Excerpts of location labeling data =>
###
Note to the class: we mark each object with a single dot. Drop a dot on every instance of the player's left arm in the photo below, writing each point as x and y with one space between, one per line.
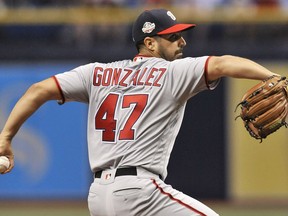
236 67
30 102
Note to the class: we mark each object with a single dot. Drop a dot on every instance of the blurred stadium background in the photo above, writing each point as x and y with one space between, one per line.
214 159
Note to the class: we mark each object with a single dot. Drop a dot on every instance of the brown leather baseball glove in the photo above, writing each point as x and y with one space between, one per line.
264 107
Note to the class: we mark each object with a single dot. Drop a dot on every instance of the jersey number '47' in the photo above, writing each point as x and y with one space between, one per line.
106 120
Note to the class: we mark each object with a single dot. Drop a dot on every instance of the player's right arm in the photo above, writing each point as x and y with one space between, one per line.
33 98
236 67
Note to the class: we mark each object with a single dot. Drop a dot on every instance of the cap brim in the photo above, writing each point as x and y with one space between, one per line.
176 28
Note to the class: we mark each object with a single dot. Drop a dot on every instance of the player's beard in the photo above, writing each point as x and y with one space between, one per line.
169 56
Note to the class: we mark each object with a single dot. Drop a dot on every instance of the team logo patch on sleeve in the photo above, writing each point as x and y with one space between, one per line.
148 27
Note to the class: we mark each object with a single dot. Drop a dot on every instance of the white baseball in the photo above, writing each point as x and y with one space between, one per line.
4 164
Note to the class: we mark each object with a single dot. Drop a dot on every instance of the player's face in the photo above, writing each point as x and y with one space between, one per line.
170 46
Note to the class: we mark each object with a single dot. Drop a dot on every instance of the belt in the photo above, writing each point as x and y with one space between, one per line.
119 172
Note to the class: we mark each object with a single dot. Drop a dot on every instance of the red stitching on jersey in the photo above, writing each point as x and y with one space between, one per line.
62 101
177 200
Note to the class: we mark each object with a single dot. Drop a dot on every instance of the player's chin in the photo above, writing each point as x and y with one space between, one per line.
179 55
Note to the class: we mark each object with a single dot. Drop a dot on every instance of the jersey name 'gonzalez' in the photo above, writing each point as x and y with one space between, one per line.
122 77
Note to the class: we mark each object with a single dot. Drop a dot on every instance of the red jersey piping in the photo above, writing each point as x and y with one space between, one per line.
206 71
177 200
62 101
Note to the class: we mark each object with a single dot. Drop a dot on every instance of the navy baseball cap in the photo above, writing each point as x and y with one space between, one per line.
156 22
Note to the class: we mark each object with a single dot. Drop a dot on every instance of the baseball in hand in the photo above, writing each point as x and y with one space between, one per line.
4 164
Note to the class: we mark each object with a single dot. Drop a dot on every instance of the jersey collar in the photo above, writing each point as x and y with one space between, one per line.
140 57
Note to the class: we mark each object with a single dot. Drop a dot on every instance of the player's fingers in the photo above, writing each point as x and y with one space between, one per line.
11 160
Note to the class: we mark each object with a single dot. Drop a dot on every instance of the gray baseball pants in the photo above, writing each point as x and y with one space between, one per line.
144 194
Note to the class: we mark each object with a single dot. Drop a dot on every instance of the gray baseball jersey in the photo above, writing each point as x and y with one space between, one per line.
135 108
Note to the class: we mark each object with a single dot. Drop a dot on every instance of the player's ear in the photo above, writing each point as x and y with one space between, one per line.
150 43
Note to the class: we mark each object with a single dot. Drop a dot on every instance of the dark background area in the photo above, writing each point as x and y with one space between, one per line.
###
WORK TO BE COMPLETED =>
From the material above, reproduce everything verbatim except the pictures.

EXERCISE SOLUTION =>
Note to the class: we mark each object with a single dot. Drop a dot on every instance of the player's left arm in the photo below, writing each point as x and y with one space between, one per line.
236 67
30 102
Note to the class: we mark each object with a single dot. Drop a dot on every instance of the blurred stadium background in the photo above, writing each point as x and y with one space between, one per line.
214 159
Note to the class: we mark each object with a single dot. Drop a dot on every instance of the brown leather baseball glove in the photo above, writing each point as x and y with one space between, one per line.
264 107
Note to the class: we mark each object with a single dot. Drop a dot on every instance of the jersey number '47' in the photo above, writing each point as x and y with one space between, one per line.
106 120
Note to the class: we mark each object with a single dot. Drop a dot on every instance of the player's right arm in the photo above, writing each point as x and y with one space between, one per line.
33 98
236 67
Note to the class: we mark each object with a single dot. Drop a dot on every instance of the cap brim in the photo above, writing each point as x and y with one space between, one per line.
176 28
Note to the class: we mark each object with a single dot. Drop a dot on every instance of the player's beard in the photo above, writing each point as x and y with one space between, one per line.
169 56
Note to the class: we mark each object with a single dot. Drop a dot on every instance of the team logo patch on sleeve in the photo above, writing each point as x and y with one space between, one per line.
148 27
Note to the class: we mark each object with a single dot. Drop a dot on every instance of the white baseball in the photo above, writing each point as x and y with one space between, one per line.
4 164
Note to the class: we mark each object with a single dot. Drop a dot on every instance of the player's face in the photo above, writing each point as x and y with one space between, one per line.
170 46
Note to the class: we mark each object with a single dot. Drop a dot on every instance of the belt in the photo above, writing each point as x and y with one space between, one per line.
119 172
Note to the class: we mark each object with a single dot. Drop a dot on every instance of the red stitching on jersey in the photo above, writing each point as x and y with one space between, one per line.
62 101
177 200
Note to the class: we mark each object with a single dot. Drop a dot on every instance of the player's chin in the photo above, writing each point as x and y with one space between, one per line.
179 55
Note to the class: we mark each object with a single dot. Drop a dot on every instance of the jersey name 'gonzalez' in the photo above, writing each point as x and y with one space between, one per line.
122 77
Note to the class: we mark each object with a single dot. Drop a dot on every instance of the red jersey piping in the photo above, writing each point as x and y with one space between, one per line.
206 71
177 200
62 101
Note to the class: we mark each object with a single dot. Drop a dot on every instance of the navy baseball cap in the photo above, writing each point as x and y with one space between, one per line.
156 22
Note to the class: we mark each object with a single dot. Drop a dot on every instance of the baseball in hand in the photo above, writing each point as x and y with one space between, one per line.
4 164
Note to the class: we mark each object with a single dot. Drop a dot on every instance of the jersey collar in the photo above, writing each point as x and y with one space between, one per line.
140 57
Note to the class: we mark each object with a single dot. Drop a dot on every instance of the player's fingers in the photo above, writing each point as x and y with one space between, one per line.
11 160
Note to the class: we mark each object with a single dot. Drop a dot on every instance of the gray baseball pants in the photo above, writing each point as x and y with one space between, one per line.
144 194
Note to the class: we mark each object with a single dot. Drop a dot on every instance of the gray baseball jersey in the photo above, writing each point as x and y with one space between, one per line.
135 108
Note to the class: we mark each object with a single dot. Drop a dot on every instance of the player's ear in the photo above, writing each point as x and y with one space between, one per line.
150 43
Note to the class: we mark each object with a single dot. Drop a dot on every instance of the dark background area in the photo above, writing each point as x and y with one space between, one per line.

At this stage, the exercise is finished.